(Dataset entries)
>>
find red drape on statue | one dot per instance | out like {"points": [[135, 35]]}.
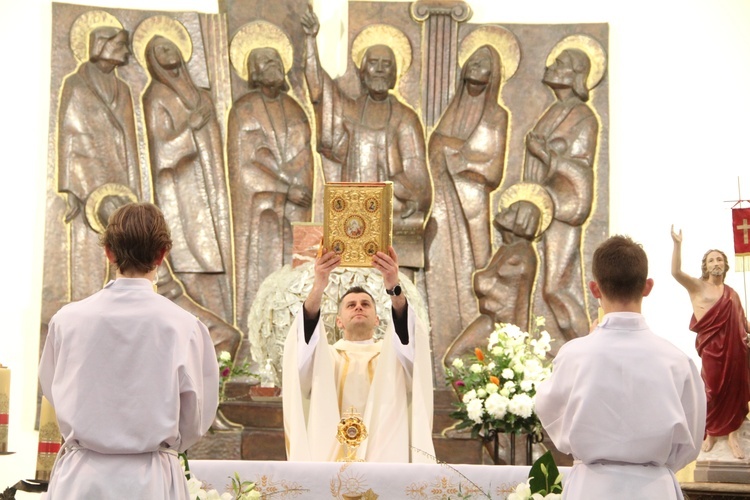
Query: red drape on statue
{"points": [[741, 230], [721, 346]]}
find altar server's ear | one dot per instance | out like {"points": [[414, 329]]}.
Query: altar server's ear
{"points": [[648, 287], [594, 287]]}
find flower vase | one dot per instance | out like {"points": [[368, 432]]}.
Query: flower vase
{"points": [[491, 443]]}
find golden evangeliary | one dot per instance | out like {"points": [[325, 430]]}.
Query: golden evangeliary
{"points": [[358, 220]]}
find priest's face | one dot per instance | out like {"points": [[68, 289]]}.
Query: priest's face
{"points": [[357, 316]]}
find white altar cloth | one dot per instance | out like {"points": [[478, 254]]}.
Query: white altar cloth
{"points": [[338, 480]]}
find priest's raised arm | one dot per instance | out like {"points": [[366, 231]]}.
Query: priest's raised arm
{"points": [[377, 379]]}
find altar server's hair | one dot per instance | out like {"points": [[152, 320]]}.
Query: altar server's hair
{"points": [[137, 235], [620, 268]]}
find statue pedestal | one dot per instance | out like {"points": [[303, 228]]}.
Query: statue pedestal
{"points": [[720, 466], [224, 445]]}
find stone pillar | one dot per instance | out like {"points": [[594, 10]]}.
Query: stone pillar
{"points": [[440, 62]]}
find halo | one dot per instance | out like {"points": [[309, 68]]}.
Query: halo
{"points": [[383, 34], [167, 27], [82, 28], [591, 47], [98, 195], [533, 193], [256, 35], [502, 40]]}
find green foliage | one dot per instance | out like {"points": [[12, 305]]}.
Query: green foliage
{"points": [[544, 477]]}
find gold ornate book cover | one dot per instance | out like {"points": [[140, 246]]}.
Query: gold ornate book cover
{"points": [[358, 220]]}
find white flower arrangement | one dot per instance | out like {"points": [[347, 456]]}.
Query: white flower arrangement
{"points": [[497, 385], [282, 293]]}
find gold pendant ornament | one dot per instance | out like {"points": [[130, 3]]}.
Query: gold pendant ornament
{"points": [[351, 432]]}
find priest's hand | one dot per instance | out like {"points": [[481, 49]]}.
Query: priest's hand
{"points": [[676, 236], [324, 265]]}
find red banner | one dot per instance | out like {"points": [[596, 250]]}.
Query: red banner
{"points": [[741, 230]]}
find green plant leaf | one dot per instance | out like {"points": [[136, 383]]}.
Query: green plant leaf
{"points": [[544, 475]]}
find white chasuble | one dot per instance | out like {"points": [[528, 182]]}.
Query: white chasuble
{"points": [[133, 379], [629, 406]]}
<<
• [Work instructions] In repeating the lines above, keep the wording exact and leave every picture out.

• [Your solution]
find red drape on statue | one dot per instance | out like {"points": [[135, 35]]}.
Query: red drape on statue
{"points": [[741, 230], [721, 346]]}
find altar server's ear | one dot per instance | out like {"points": [[414, 329]]}.
Query: altar server's ear
{"points": [[648, 287], [594, 287]]}
find flower vase | one dot per instance | out like {"points": [[368, 432]]}.
Query: flower vase
{"points": [[491, 443]]}
find golden evangeliary | one dot per instance | out like {"points": [[325, 430]]}.
Query: golden evangeliary
{"points": [[358, 220]]}
find priest's face | one dot per instance | out like {"points": [[68, 289]]}.
Query: priest's face
{"points": [[357, 316]]}
find white altar cloth | one dot per instance | out like {"points": [[478, 254]]}.
Query: white altar cloth
{"points": [[338, 480]]}
find priest's raised arm | one dot per instance | out like {"points": [[366, 231]]}.
Query: priest's raised arm
{"points": [[377, 379]]}
find altar server's hair | one dot per instance | out like {"points": [[152, 320]]}.
Query: altar server's hair
{"points": [[137, 235], [620, 268]]}
find statue pedestal | one dot per instance | out like {"points": [[303, 228]]}.
Query: statue pedestal
{"points": [[720, 466], [224, 445]]}
find stone pillar | one dot per instance | out like {"points": [[594, 10]]}.
Query: stone pillar
{"points": [[440, 62]]}
find halo | one dot per instance | out like {"points": [[309, 68]]}.
Query: halo
{"points": [[383, 34], [167, 27], [82, 28], [591, 47], [98, 195], [533, 193], [256, 35], [502, 40]]}
find green foliage | one dot per instance | out like {"points": [[12, 305]]}.
Query: green foliage
{"points": [[544, 477]]}
find gold ornate book cover | one dot per instance | out like {"points": [[140, 246]]}.
Query: gold ornate book cover
{"points": [[358, 220]]}
find white flower arrangement | one dot per instance | out like {"points": [[347, 456]]}.
Query: white flower arrangement
{"points": [[497, 385], [282, 293]]}
find gold pendant ornament | one dot per instance | out like {"points": [[130, 3]]}.
Query: gold pendant ornament
{"points": [[351, 432]]}
find priest's hand | one dot per instance | out like {"points": [[481, 49]]}.
Query: priest's hand
{"points": [[676, 236], [324, 265]]}
find red banner | one dot per instance | out like {"points": [[596, 250]]}.
Query: red banner
{"points": [[741, 230]]}
find green plant leaf | one dot per instance | out like {"points": [[136, 383]]}.
Query: green plant leaf
{"points": [[544, 475]]}
find white chasuble | one dot per instance | out like {"points": [[528, 182]]}.
Query: white chasuble
{"points": [[133, 379], [629, 406]]}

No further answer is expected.